Exercise goal
Output only the lines from the one holding "Could you indicate the asphalt" to the end of the data below, please, copied exactly.

Pointing dataset records
Start

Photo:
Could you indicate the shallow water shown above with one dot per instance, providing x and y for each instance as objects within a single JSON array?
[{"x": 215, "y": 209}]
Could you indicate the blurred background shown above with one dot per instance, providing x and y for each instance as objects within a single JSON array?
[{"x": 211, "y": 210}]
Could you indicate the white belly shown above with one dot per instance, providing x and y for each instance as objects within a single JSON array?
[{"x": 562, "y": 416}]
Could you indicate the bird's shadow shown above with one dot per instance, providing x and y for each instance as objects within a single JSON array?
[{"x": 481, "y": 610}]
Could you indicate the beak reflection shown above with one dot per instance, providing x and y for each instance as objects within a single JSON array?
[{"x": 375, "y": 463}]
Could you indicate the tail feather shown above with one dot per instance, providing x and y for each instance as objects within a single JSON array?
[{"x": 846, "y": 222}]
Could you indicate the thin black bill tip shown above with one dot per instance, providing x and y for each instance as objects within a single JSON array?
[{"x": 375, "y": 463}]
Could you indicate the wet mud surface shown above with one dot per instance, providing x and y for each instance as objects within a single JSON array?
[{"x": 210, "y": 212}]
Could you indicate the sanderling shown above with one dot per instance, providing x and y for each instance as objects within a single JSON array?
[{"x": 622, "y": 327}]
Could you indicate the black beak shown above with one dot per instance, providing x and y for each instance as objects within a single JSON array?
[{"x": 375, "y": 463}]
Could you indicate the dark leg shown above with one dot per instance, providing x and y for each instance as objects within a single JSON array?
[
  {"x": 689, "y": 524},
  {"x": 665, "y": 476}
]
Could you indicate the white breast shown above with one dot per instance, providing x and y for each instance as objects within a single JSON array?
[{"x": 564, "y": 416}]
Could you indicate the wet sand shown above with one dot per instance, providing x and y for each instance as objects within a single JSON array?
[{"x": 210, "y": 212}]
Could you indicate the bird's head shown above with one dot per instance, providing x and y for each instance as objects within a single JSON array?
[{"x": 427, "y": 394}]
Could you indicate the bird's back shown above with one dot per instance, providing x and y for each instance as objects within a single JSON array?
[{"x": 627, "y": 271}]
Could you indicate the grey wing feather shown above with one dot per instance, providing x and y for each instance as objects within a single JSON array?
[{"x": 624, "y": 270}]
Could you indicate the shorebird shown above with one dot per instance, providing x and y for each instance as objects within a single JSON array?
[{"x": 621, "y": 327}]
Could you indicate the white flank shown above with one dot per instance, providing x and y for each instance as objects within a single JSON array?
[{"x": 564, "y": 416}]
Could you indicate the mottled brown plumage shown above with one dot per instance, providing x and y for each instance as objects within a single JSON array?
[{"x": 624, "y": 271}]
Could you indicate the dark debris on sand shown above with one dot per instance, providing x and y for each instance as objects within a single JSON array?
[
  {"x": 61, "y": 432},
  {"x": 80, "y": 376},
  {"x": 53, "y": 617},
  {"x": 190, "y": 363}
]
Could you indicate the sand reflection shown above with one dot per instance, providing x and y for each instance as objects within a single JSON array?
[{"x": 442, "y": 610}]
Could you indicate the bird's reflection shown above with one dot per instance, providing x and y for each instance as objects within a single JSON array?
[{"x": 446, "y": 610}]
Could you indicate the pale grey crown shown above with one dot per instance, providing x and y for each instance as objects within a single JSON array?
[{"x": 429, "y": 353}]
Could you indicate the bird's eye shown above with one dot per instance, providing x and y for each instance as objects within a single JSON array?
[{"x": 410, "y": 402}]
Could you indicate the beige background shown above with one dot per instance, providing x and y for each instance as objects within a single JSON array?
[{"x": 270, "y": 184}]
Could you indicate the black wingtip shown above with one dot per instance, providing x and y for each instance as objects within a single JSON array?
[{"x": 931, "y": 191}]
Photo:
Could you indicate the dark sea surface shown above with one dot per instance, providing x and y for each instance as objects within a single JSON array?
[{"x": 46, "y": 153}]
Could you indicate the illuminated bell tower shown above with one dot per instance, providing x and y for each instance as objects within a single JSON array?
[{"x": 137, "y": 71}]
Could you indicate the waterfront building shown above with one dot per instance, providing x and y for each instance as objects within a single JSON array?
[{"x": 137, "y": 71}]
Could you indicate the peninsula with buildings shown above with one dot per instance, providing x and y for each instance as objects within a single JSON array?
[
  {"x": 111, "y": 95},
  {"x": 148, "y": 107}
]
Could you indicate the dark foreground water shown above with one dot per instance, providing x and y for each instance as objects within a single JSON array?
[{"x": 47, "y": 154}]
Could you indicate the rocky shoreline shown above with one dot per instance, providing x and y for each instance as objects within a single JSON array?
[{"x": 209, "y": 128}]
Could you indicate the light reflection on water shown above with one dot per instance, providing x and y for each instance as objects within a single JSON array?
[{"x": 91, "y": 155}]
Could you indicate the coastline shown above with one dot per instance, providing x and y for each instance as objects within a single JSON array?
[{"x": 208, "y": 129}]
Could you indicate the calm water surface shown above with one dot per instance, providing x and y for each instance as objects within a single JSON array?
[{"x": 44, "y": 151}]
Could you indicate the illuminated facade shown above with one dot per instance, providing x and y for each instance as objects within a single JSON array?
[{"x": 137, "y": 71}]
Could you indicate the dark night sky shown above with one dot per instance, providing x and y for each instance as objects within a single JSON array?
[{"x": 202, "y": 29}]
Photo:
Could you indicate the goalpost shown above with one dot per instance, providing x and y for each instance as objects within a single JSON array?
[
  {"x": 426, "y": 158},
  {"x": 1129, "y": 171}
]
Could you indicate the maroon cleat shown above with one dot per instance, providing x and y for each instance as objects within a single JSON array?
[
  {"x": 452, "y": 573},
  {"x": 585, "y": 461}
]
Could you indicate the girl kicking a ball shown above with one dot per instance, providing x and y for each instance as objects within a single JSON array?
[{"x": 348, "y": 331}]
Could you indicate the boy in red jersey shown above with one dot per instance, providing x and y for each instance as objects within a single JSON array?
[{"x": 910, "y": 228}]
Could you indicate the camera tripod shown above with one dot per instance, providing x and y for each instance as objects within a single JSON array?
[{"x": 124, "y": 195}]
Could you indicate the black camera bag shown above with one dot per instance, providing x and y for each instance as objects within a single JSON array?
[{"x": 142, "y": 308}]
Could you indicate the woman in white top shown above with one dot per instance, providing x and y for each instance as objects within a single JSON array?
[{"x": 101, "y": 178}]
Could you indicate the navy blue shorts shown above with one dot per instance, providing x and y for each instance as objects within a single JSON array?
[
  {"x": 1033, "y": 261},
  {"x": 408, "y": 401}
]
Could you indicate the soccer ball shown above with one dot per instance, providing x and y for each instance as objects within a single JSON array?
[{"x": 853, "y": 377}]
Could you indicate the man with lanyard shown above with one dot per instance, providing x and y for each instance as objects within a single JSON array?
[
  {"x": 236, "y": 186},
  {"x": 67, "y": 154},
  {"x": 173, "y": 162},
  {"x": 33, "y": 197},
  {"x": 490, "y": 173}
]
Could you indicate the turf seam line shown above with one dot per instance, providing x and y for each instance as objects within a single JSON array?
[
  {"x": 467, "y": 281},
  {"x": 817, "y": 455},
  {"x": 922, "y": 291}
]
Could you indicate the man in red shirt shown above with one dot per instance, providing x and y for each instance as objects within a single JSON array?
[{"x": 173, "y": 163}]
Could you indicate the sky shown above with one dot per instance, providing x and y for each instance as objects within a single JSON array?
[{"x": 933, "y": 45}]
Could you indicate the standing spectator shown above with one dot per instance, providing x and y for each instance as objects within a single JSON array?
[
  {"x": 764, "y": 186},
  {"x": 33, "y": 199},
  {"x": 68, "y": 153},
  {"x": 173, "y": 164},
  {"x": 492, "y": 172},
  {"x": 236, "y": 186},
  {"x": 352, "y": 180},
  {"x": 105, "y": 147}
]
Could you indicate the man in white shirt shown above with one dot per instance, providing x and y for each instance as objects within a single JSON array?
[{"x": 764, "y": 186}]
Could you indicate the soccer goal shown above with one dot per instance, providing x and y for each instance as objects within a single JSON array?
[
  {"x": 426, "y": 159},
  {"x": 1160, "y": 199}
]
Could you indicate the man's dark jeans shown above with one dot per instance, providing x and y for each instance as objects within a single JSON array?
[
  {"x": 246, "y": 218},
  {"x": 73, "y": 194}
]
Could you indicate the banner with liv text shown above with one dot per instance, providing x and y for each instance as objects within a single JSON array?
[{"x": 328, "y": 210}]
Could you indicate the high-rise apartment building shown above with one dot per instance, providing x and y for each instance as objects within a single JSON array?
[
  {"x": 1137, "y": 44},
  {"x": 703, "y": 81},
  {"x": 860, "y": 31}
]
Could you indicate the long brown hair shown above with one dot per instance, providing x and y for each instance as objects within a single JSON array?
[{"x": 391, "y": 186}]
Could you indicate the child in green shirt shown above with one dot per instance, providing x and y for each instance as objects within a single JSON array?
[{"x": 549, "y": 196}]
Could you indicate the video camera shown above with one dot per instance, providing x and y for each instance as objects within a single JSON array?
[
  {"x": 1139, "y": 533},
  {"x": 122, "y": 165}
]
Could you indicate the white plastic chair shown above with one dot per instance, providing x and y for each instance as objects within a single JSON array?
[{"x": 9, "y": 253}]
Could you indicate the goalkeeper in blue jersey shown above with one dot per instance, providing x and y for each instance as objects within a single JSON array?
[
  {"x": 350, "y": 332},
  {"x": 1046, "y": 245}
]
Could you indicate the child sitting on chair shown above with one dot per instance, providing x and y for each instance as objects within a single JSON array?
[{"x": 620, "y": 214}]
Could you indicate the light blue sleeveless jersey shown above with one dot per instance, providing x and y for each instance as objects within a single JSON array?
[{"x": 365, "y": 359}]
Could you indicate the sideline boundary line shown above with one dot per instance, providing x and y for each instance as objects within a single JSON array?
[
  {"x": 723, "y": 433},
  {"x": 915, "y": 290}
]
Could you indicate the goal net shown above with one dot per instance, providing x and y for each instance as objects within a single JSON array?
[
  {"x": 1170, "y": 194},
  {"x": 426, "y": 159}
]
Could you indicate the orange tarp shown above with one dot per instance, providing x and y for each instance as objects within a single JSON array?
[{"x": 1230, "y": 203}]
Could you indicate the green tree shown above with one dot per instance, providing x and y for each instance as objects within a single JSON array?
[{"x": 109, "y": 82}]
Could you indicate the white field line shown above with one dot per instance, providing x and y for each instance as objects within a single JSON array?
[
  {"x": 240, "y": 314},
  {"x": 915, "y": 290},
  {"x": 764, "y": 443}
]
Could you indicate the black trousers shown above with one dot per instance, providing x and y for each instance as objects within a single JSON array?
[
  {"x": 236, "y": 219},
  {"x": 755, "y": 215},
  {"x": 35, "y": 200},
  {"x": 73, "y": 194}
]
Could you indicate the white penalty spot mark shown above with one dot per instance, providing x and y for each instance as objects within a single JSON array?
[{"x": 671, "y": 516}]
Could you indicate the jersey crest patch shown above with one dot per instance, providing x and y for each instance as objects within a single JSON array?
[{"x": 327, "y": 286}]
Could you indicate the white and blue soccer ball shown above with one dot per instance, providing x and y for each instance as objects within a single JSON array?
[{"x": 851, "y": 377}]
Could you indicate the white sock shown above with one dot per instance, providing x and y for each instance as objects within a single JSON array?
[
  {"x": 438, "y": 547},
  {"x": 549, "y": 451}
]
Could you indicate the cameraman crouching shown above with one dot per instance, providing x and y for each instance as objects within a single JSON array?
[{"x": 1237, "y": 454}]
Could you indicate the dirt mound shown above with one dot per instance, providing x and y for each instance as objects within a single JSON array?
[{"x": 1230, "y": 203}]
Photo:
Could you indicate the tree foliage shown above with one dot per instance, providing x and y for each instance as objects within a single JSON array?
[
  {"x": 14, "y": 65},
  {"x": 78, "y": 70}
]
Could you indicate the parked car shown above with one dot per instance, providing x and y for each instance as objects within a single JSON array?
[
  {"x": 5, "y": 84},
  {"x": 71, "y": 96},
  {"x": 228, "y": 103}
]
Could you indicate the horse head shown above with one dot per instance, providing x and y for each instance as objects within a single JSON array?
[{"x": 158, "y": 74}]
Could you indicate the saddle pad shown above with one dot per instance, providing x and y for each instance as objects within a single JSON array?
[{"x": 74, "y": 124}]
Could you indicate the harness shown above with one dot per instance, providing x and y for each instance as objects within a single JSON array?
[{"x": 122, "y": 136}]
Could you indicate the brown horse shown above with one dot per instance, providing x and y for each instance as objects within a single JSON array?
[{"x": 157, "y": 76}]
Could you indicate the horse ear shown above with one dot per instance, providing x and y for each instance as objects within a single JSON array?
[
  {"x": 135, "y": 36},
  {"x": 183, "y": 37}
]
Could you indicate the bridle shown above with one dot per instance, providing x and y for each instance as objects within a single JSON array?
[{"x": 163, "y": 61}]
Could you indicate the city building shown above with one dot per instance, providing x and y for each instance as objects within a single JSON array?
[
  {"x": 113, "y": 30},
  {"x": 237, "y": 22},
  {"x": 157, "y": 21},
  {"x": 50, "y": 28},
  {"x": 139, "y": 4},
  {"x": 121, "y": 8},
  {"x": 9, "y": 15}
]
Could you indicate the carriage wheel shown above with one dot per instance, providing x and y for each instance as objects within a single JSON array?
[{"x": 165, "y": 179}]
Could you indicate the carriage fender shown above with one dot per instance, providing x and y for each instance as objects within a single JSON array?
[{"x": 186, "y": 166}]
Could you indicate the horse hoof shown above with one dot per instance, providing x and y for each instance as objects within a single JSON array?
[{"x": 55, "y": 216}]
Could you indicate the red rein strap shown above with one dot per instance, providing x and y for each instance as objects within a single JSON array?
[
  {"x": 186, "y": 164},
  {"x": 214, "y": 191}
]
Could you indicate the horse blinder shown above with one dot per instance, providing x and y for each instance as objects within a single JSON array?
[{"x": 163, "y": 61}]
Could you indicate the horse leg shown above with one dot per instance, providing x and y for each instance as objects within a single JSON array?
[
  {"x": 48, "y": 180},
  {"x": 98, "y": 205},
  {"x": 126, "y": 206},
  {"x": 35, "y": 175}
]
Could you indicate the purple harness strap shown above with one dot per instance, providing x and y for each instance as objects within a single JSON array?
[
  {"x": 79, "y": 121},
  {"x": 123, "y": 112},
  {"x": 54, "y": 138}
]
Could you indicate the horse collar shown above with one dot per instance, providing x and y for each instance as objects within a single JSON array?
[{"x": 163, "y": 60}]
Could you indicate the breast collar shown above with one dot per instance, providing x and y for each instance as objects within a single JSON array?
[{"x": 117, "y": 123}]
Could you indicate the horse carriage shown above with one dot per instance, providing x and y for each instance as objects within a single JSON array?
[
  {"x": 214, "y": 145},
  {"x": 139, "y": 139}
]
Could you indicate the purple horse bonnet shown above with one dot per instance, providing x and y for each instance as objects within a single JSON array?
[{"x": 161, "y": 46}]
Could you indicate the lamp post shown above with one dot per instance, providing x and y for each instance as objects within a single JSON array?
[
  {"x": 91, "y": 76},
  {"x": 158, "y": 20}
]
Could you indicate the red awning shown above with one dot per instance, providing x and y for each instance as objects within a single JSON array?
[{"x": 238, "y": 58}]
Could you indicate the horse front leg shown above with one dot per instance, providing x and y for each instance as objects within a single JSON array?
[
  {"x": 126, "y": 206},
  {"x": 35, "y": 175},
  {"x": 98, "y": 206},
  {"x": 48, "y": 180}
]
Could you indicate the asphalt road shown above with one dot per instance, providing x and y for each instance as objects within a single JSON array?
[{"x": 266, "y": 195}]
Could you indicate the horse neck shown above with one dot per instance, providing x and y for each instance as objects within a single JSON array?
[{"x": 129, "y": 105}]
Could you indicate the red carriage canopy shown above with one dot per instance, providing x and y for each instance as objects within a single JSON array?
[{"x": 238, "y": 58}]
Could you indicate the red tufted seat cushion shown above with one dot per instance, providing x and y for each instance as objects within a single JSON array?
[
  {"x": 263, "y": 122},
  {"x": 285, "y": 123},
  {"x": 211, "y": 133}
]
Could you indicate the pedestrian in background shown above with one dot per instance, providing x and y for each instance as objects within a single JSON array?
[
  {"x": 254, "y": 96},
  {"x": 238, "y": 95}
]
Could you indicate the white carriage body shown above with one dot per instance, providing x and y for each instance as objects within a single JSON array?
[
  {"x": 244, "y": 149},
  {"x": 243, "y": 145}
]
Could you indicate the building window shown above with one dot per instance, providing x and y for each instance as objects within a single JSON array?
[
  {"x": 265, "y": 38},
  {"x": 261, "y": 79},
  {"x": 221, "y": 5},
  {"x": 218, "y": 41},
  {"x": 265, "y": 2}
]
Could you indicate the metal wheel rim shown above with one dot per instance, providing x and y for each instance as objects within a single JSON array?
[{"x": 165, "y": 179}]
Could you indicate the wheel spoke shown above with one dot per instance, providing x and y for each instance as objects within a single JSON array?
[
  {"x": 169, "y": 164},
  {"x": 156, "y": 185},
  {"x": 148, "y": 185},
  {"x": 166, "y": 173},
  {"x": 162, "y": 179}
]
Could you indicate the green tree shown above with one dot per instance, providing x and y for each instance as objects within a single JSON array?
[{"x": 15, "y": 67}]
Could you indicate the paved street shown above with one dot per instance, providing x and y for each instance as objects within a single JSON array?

End

Solution to the exercise
Could you indicate the asphalt road shown above with one dot per instance, providing x and y for each instance as objects within a single JSON array?
[{"x": 266, "y": 195}]
Could you indicate the horse neck shown above with one dot per instance, providing x and y for each instance as objects within a single JSON array?
[{"x": 129, "y": 105}]
Could you indicate the red carriage canopy shown above with one dot per instance, providing x and y for each instance as objects within a single JSON array?
[{"x": 238, "y": 58}]
Could you indicate the red tufted seat cushion shown above with one dot per instance, providing x and y for each instance as objects within a single JSON array?
[
  {"x": 263, "y": 122},
  {"x": 285, "y": 123},
  {"x": 211, "y": 133}
]
Could you indicate the pedestrian in background shown above with one dot per instance, providing x and y for each instance as objects within a single JSON array?
[
  {"x": 254, "y": 96},
  {"x": 238, "y": 95}
]
Could you indicate the white carriage body shown above with one dot per instance, providing x and y for each instance as objects within a single JSON array?
[
  {"x": 244, "y": 149},
  {"x": 243, "y": 145}
]
Could you indicate the building window shown above with one dot per instance, providing x and y for each instance as objects within a single JSON array?
[
  {"x": 265, "y": 38},
  {"x": 261, "y": 79},
  {"x": 221, "y": 5},
  {"x": 218, "y": 41},
  {"x": 265, "y": 2}
]
Could you indicate the metal wheel rim shown above with one dot per instance, providing x and y for each instance as objects within a single JSON array?
[{"x": 165, "y": 179}]
Could you indicate the wheel spoke shown above with one dot per instance, providing x and y for each instance as objects within a single JSON array?
[
  {"x": 169, "y": 164},
  {"x": 156, "y": 185},
  {"x": 148, "y": 185},
  {"x": 166, "y": 173},
  {"x": 162, "y": 179}
]
Could you indicate the green tree shown above with one dot per instance, providing x and y for each instance as objects within a single JSON array?
[{"x": 15, "y": 67}]
Could you indicate the paved street shown above with one dot per instance, providing x and y for each instance as objects within a single JSON array?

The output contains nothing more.